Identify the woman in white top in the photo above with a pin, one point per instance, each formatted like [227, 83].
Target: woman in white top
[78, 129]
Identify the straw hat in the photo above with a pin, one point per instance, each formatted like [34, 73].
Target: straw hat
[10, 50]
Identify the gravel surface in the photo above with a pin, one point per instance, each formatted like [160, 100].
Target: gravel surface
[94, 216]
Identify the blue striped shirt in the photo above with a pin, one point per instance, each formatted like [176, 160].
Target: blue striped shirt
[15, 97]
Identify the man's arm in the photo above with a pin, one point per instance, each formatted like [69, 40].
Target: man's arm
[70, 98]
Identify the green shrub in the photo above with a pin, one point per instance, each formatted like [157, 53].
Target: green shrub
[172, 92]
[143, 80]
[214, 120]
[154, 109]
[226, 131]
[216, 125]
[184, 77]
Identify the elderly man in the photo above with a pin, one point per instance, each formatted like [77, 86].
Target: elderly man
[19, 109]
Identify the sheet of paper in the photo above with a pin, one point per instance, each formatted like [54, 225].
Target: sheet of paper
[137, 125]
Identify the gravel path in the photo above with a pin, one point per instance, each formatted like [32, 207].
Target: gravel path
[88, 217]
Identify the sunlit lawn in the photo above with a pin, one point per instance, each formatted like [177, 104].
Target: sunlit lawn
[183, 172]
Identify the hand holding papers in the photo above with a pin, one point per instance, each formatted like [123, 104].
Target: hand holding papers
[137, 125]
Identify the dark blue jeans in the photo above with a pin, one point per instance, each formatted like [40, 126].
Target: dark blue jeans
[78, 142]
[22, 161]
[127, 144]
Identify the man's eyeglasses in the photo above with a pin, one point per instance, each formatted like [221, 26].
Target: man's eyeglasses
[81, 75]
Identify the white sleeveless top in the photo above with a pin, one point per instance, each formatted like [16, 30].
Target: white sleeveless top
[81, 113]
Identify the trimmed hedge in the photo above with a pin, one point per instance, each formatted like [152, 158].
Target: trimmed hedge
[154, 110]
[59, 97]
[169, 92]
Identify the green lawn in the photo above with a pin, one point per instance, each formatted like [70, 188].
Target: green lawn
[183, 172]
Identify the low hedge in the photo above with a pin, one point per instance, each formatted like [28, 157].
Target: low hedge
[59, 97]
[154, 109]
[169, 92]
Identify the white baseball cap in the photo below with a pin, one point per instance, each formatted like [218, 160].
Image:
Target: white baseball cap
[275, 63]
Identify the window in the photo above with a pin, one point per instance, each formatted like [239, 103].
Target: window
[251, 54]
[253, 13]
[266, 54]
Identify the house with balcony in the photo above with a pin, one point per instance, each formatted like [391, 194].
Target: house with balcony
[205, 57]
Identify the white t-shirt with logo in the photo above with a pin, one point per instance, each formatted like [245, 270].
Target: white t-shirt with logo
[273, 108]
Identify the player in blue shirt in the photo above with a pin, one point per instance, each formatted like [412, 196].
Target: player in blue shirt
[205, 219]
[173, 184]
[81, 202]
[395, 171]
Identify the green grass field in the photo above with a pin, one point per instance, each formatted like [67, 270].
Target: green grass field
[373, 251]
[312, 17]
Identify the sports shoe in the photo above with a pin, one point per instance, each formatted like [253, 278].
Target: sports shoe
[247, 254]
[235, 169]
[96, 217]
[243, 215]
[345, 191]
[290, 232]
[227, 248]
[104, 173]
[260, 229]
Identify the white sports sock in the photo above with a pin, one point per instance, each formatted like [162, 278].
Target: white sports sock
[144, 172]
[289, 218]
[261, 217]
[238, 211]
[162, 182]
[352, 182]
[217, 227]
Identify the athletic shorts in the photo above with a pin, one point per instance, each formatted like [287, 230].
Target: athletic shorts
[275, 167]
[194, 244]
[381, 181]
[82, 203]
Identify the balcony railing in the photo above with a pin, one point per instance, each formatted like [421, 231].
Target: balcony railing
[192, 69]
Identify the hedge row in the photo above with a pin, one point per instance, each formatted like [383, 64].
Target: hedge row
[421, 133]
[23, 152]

== == ==

Write the whole of the data out again exactly as it stands.

Identify the woman in white top in the photo above with a pin, one point per instance, each formatted like [227, 83].
Target: woman in white top
[78, 129]
Identify the straw hat in the photo above with a pin, one point per instance, each formatted like [34, 73].
Target: straw hat
[10, 50]
Identify the gravel surface in the photo above with a pin, one point per instance, each formatted like [160, 100].
Target: gravel surface
[94, 216]
Identify the blue striped shirt in the photo above with a pin, one point per instance, each formatted like [176, 160].
Target: blue striped shirt
[15, 97]
Identify the man's arm in the photo above with a pin, one point per instance, each formatted like [69, 40].
Target: man's arm
[70, 98]
Identify the green shrub in the photo above with a pin, one point per instance, each formatted like [157, 53].
Target: green shrub
[172, 92]
[143, 80]
[214, 120]
[154, 109]
[226, 131]
[216, 125]
[184, 77]
Identify the elderly man in the photo above with a pin, one point per instance, each formatted like [77, 86].
Target: elderly man
[19, 109]
Identify the sheet of paper in the photo above with a pin, one point per instance, each formatted like [54, 225].
Target: sheet of paper
[137, 125]
Identify the gravel path in the photo above with a pin, one point per instance, each formatted like [32, 207].
Target: gravel path
[88, 217]
Identify the sunlit lawn in the photo above with a pin, one point per instance, each formatted like [177, 104].
Target: sunlit lawn
[183, 172]
Identify the hand holding papers in the photo above with a pin, one point per instance, each formatted like [123, 104].
Target: hand holding papers
[137, 125]
Identify the dark blue jeans in the photo above with a pin, one point per instance, each formatted like [40, 126].
Target: dark blue jeans
[78, 142]
[22, 161]
[127, 144]
Identify the man's eyeglasses in the photo above with a pin, one point per instance, each formatted like [221, 26].
Target: man's eyeglasses
[81, 75]
Identify the white sleeveless top in the photo above with a pin, one point per instance, each formatted like [16, 30].
Target: white sleeveless top
[81, 113]
Identify the trimmed hedge in the photo above with a pin, one point per instance, each formatted like [152, 158].
Target: trimmed hedge
[154, 110]
[59, 97]
[169, 92]
Identify the green lawn in the photo above with a pin, one point per instance, each formatted like [70, 188].
Target: green lawn
[183, 172]
Identify the low hedge in the photo above with a pin, one point per instance, each formatted like [28, 157].
Target: low hedge
[59, 97]
[154, 109]
[169, 92]
Identify the white baseball cap in the photo below with a pin, one point per instance, each formatted like [218, 160].
Image:
Target: white baseball cap
[275, 63]
Identify the window in the photo above with a pin, one point per instance, each formatted like [239, 103].
Target: window
[251, 54]
[253, 13]
[266, 54]
Identify the house with balcony in the photo above with a pin, one point per instance, each formatted like [391, 194].
Target: house with balcony
[205, 57]
Identify the white t-shirt with logo in the photo above with a pin, one point per instance, each formatted like [245, 270].
Target: white t-shirt with logo
[273, 108]
Identify the player in blue shirt in the photo above with a pin, one point per instance, each formatted like [412, 196].
Target: player in blue shirt
[205, 219]
[173, 184]
[81, 202]
[395, 171]
Identify the green grass field in the photo above with a pin, one point per instance, each formatted like [67, 270].
Target: green grass field
[373, 251]
[312, 17]
Identify the sports shoe in the photo above with a pin, one point per instance, each formatted like [253, 278].
Target: sports shoe
[247, 254]
[235, 169]
[96, 217]
[243, 215]
[345, 191]
[290, 232]
[227, 248]
[104, 173]
[260, 229]
Identify the white sports sock in the photo above with a pin, one point per instance, each formatted like [162, 278].
Target: white sports sock
[144, 172]
[289, 218]
[261, 217]
[238, 211]
[162, 182]
[352, 182]
[217, 227]
Identify the athletic shorts in the photo above with a pin, one point per instance, each formatted like [287, 230].
Target: athletic shorts
[275, 167]
[194, 244]
[381, 181]
[82, 203]
Identify the balcony railing in the photo above with a pin, one point per instance, each formatted like [421, 231].
Target: balcony railing
[192, 69]
Identify the hedge row in the photo above with a pin, one point per instance, each formatted like [383, 64].
Target: hedge row
[421, 133]
[23, 152]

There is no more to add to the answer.